Required work:
Using the entries below, transcribe exactly the line containing "Objective — one point per instance of the lips" and each line that follows it to the end.

[Image location labeling entries]
■ ■ ■

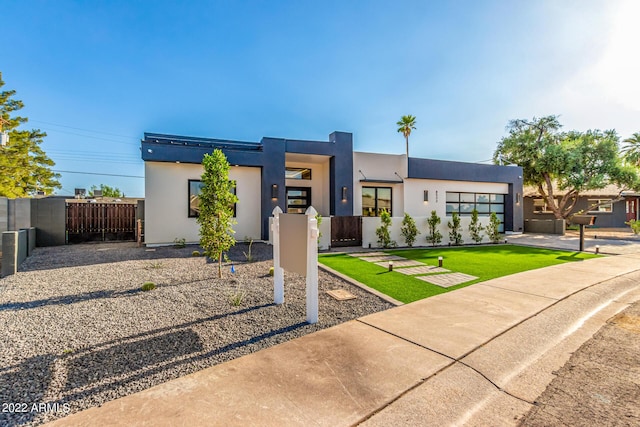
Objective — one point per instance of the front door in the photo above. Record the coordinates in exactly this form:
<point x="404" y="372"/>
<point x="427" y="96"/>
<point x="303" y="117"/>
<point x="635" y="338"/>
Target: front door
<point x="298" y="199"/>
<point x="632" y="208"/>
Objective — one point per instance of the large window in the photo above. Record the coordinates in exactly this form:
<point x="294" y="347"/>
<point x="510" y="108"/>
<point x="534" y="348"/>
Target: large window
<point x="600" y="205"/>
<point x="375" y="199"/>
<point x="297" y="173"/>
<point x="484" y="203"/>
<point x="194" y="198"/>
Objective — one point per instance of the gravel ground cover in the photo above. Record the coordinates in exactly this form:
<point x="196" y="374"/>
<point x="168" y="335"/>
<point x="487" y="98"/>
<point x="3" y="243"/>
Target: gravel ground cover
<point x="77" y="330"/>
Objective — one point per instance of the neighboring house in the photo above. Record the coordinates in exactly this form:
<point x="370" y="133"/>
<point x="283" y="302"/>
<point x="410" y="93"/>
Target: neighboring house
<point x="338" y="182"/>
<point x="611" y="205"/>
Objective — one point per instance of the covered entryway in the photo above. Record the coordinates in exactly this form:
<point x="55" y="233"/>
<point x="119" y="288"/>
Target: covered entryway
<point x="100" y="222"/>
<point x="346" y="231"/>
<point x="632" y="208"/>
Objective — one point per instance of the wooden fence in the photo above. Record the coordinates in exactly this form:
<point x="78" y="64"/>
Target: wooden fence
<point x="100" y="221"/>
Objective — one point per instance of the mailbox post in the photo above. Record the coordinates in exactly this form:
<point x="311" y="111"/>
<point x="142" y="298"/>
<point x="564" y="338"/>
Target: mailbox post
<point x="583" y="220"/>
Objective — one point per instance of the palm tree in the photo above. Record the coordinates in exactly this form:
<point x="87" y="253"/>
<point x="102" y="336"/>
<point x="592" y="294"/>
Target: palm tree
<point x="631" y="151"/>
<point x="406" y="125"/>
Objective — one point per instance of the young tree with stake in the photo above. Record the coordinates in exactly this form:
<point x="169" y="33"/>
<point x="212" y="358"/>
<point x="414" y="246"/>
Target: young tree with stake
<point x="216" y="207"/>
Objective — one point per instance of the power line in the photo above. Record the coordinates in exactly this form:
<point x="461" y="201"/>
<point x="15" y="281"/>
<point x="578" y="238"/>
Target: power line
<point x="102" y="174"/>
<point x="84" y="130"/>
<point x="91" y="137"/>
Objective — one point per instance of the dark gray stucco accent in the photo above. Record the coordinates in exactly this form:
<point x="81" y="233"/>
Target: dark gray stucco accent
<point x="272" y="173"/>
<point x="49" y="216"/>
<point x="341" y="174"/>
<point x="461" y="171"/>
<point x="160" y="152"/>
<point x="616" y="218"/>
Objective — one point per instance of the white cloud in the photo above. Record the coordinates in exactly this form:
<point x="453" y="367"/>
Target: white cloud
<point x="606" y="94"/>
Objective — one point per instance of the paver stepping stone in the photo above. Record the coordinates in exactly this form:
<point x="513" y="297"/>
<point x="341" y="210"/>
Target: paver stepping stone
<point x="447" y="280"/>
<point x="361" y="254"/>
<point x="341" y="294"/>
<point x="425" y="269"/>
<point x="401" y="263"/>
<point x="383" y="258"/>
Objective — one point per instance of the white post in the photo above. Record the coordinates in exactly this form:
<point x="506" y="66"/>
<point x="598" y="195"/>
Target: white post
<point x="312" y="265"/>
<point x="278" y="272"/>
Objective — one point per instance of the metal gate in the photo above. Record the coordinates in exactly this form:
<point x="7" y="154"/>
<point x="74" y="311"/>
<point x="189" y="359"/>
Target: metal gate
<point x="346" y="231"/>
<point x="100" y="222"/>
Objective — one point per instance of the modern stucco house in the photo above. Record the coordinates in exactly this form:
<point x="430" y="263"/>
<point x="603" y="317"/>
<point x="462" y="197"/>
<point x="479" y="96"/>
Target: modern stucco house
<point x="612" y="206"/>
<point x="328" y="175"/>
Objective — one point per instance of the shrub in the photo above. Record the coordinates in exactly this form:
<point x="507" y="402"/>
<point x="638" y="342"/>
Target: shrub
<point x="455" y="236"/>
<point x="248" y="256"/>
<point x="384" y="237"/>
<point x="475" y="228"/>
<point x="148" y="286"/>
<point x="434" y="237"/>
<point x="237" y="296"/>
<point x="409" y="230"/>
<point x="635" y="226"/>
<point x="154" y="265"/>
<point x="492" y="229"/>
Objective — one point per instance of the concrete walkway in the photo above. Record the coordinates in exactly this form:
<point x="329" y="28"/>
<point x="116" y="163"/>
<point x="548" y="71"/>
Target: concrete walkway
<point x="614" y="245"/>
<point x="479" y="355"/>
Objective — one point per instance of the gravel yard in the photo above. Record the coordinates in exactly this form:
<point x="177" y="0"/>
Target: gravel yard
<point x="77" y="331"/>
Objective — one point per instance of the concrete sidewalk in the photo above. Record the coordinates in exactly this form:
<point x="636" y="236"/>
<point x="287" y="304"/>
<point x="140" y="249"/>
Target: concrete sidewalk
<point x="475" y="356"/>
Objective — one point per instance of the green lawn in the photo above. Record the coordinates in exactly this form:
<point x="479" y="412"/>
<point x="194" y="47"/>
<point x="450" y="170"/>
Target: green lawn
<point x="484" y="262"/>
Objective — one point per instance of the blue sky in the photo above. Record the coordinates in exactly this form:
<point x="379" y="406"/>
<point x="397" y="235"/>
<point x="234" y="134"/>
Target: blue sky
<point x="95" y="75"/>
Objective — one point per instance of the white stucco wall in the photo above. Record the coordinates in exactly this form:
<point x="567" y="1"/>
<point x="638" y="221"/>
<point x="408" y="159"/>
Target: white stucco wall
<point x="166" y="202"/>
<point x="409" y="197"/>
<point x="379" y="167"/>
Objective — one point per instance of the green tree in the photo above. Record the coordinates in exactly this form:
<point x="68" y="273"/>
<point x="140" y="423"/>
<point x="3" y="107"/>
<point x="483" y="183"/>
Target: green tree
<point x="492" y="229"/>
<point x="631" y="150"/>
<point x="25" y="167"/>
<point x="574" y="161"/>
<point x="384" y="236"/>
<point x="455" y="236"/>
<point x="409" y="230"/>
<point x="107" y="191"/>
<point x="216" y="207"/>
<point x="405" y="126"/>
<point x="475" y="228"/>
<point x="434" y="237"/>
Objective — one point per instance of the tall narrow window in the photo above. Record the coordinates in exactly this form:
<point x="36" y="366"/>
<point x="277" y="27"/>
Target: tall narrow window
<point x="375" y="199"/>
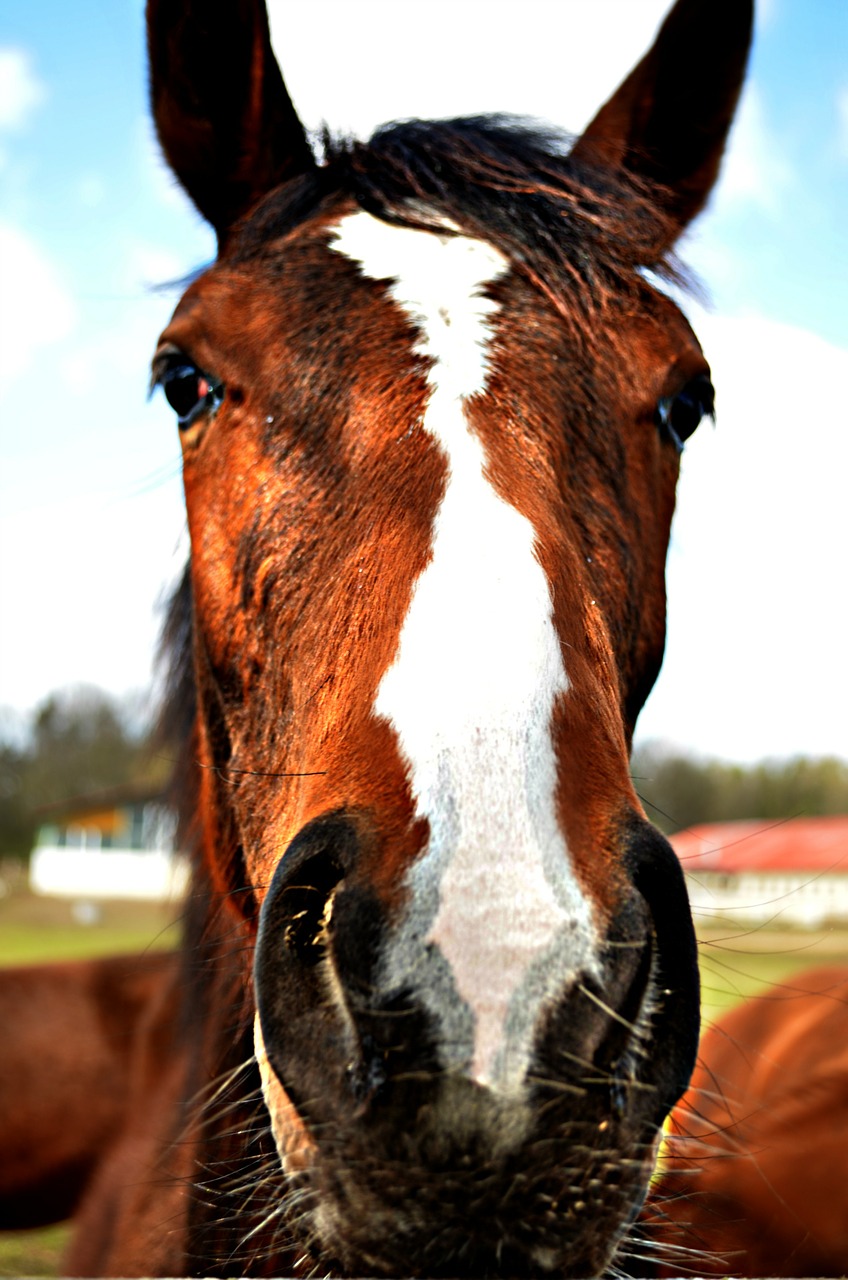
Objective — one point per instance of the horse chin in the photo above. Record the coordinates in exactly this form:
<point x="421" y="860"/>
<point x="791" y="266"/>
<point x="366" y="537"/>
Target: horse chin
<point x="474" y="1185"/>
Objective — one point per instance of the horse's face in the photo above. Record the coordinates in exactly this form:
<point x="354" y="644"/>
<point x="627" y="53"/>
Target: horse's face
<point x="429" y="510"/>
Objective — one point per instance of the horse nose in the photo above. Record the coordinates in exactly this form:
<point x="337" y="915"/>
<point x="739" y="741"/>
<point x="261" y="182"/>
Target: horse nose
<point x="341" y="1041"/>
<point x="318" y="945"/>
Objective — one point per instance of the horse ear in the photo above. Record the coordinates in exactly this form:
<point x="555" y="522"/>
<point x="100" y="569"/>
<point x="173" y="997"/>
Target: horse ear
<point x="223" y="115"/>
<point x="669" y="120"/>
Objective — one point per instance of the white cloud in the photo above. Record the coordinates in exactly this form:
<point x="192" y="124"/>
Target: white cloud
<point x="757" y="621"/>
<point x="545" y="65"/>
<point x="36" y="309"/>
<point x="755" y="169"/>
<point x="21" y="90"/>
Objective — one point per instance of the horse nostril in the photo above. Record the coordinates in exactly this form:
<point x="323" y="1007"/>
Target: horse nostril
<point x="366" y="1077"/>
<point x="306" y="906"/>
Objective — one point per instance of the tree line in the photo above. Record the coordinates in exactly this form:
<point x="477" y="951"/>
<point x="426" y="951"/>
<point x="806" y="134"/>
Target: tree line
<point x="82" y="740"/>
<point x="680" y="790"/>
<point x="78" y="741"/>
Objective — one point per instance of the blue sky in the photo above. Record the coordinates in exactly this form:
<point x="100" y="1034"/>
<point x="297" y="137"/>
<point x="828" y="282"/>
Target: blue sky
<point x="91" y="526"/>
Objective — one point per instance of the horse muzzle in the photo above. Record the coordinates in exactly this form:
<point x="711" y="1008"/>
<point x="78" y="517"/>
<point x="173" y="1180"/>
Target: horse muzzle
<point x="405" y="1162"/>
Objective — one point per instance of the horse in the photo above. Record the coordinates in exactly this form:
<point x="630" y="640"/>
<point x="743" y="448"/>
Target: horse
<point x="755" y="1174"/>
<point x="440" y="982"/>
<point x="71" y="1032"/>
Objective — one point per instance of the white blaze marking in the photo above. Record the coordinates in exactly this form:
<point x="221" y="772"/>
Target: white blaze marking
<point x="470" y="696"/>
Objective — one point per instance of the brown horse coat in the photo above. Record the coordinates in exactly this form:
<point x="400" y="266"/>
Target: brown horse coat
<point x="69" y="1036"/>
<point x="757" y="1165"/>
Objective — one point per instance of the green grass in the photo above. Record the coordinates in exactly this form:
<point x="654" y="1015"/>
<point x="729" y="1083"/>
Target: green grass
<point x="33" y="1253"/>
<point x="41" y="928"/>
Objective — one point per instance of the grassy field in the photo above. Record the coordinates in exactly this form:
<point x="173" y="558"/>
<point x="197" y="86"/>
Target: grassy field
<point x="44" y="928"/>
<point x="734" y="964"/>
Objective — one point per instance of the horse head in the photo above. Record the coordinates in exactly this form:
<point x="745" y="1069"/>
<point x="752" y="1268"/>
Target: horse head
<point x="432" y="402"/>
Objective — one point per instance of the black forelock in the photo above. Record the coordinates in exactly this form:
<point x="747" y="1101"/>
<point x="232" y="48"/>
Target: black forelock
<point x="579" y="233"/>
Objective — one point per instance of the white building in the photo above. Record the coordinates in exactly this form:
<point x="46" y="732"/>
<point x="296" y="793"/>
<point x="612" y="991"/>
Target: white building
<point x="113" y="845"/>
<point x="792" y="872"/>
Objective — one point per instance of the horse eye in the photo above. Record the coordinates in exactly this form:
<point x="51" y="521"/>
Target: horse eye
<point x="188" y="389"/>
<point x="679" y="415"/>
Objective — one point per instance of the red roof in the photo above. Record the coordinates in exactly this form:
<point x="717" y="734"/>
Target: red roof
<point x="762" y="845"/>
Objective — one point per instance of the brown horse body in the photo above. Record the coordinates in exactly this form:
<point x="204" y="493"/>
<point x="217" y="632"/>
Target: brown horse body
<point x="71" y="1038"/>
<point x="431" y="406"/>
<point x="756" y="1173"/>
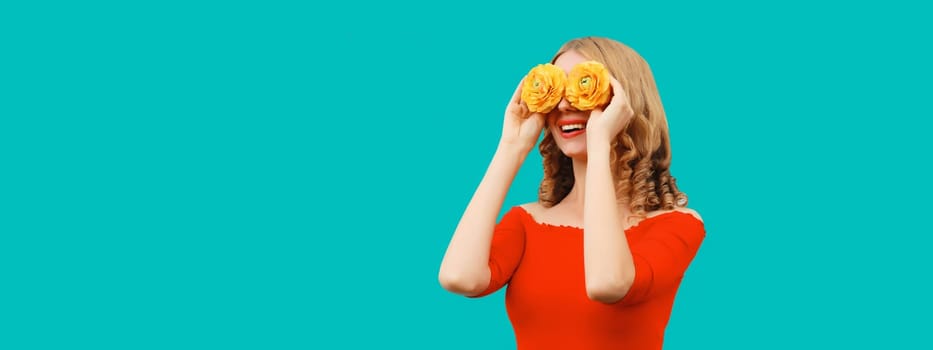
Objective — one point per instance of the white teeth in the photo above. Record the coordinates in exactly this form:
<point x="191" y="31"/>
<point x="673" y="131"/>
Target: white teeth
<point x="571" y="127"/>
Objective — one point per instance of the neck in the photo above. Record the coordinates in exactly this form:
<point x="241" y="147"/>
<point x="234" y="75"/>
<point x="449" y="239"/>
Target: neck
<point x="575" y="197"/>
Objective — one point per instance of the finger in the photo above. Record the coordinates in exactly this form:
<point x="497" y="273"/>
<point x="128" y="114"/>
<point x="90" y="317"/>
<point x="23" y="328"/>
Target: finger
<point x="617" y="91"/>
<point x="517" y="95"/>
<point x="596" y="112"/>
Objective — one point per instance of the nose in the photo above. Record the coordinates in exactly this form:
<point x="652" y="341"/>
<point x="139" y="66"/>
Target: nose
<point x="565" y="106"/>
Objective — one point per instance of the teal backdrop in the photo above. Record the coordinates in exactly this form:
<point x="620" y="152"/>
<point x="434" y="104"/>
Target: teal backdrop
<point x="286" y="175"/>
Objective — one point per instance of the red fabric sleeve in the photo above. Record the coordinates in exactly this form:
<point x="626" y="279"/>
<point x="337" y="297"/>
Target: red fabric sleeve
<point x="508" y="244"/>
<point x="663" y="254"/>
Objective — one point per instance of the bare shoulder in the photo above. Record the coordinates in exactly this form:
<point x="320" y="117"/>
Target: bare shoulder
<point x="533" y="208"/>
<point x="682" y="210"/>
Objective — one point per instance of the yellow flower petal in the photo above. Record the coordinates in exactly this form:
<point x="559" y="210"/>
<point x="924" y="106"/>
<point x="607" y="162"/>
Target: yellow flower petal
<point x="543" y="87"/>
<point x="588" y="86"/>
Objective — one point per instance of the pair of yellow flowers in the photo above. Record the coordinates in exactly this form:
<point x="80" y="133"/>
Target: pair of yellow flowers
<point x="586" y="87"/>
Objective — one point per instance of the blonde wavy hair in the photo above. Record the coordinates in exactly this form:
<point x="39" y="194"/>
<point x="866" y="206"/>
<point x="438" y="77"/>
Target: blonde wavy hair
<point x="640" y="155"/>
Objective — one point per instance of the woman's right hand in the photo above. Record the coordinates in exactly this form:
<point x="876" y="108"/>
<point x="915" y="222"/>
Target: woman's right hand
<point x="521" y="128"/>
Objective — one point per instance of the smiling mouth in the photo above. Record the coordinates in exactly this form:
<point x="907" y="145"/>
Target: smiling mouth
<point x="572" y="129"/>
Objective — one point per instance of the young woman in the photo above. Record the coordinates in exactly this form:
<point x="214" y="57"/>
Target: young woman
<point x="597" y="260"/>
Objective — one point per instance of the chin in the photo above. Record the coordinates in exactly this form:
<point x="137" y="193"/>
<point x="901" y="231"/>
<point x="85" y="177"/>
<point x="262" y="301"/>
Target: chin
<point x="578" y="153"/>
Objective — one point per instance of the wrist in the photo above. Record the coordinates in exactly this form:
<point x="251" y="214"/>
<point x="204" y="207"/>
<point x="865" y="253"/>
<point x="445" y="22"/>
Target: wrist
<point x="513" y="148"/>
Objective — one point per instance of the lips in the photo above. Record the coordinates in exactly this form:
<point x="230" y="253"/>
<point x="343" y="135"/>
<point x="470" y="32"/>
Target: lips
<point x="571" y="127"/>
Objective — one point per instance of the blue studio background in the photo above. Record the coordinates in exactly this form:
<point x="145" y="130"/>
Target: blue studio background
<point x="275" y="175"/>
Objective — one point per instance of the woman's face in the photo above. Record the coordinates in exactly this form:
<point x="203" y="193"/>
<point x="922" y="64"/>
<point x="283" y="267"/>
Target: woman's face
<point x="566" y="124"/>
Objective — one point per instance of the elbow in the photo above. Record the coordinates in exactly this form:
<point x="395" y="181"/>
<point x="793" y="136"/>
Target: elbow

■ ■ ■

Result of the exercise:
Objective — one point per instance of the lips in the photo above. Record the coordinates in exactly this form:
<point x="230" y="253"/>
<point x="343" y="135"/>
<point x="470" y="32"/>
Target: lips
<point x="571" y="127"/>
Objective — one point per instance of the blue studio background in the photo above. Record the coordinates in exactly this form:
<point x="145" y="130"/>
Target: blue studio background
<point x="275" y="175"/>
Objective — one point per instance of the woman's face in the photo above. Record the coordinates in exactly this form:
<point x="203" y="193"/>
<point x="922" y="64"/>
<point x="283" y="267"/>
Target: woman's face
<point x="566" y="124"/>
Objective — one point per instance of the elbow in the photo above. Record the coordinates in exactly this form:
<point x="395" y="181"/>
<point x="793" y="136"/>
Target: elbow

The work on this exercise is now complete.